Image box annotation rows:
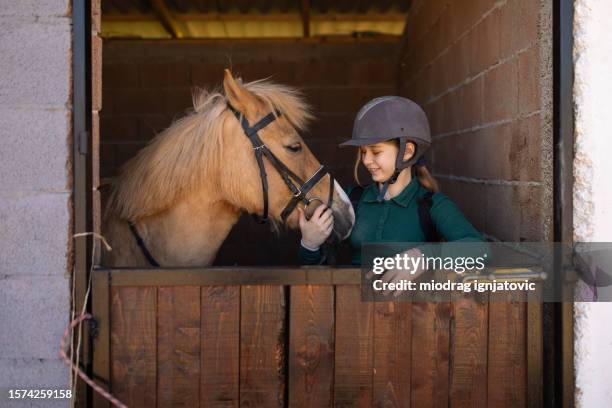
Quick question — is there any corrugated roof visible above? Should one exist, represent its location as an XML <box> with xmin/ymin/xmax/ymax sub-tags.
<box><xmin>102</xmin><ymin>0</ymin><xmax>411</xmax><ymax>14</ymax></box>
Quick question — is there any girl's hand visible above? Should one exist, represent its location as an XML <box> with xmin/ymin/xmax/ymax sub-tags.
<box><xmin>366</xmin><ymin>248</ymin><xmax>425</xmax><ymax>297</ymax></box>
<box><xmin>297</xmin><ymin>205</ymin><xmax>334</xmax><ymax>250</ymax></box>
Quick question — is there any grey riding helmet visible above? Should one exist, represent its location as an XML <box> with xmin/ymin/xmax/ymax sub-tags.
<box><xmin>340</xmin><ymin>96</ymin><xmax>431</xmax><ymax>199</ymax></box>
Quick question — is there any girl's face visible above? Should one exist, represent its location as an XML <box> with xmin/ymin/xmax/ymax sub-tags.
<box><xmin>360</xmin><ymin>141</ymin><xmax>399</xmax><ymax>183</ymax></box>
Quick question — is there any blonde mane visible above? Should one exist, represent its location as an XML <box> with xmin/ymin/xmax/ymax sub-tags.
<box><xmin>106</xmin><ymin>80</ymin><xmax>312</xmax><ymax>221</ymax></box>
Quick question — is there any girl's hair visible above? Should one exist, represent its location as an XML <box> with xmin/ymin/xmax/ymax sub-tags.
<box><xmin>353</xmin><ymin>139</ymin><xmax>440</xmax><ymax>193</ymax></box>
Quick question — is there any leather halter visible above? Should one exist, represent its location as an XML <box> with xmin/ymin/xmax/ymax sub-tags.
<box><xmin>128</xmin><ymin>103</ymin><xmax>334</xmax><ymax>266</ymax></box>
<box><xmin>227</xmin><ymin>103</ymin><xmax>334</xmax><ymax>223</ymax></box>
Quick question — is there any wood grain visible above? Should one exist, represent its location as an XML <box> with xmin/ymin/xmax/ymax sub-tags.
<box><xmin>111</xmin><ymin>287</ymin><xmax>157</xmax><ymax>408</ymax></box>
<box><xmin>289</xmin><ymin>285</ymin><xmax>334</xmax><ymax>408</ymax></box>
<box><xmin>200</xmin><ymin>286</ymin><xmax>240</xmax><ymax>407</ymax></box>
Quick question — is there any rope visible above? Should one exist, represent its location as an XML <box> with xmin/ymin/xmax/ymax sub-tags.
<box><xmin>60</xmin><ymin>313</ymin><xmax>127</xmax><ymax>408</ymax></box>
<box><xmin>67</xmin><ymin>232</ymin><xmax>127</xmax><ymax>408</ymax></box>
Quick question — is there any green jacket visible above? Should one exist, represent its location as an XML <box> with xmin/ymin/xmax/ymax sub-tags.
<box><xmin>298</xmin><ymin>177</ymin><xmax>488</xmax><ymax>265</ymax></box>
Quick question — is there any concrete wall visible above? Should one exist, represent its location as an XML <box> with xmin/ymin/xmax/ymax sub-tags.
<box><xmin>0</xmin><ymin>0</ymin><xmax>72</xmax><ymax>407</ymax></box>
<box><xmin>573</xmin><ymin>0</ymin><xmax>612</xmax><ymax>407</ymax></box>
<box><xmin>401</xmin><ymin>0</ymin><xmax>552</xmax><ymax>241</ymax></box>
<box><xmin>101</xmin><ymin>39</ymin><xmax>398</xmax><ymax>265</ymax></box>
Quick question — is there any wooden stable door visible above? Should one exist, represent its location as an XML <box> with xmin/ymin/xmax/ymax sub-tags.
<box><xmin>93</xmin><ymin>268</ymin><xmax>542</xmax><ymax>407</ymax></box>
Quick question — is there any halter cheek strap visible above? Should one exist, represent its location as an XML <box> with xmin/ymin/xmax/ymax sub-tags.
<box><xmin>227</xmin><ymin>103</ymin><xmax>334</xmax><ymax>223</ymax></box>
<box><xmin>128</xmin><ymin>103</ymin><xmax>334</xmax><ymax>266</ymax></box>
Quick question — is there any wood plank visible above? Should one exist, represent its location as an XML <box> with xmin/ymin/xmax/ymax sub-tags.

**What the exercise asks:**
Reproduce the rows verbatim, beginning with the line that contains "Quick question — is there any concrete" and continuing through the final row.

**Finished exercise:**
Quick question — is there any concrete wall visible above? Should one exist, represent its location as an XML <box> with xmin/ymin/xmax/ymax sub-tags.
<box><xmin>0</xmin><ymin>0</ymin><xmax>72</xmax><ymax>407</ymax></box>
<box><xmin>573</xmin><ymin>0</ymin><xmax>612</xmax><ymax>407</ymax></box>
<box><xmin>401</xmin><ymin>0</ymin><xmax>552</xmax><ymax>241</ymax></box>
<box><xmin>101</xmin><ymin>39</ymin><xmax>398</xmax><ymax>265</ymax></box>
Quick question — is there any wooden stable door visible above? Should one exist, represent its location as an XML <box> with xmin/ymin/xmax/ymax sub-tags.
<box><xmin>93</xmin><ymin>268</ymin><xmax>542</xmax><ymax>407</ymax></box>
Quick question — is there any halter cheek strap visible above? Should one exist, represent its location as an XML <box> with xmin/ymin/xmax/ymax sub-tags.
<box><xmin>227</xmin><ymin>103</ymin><xmax>334</xmax><ymax>223</ymax></box>
<box><xmin>128</xmin><ymin>103</ymin><xmax>334</xmax><ymax>266</ymax></box>
Quick question — is there any wood plank visible above? Should one exist, represent its location as an XML <box> with xmin/ymin/xmax/ymax sub-tags.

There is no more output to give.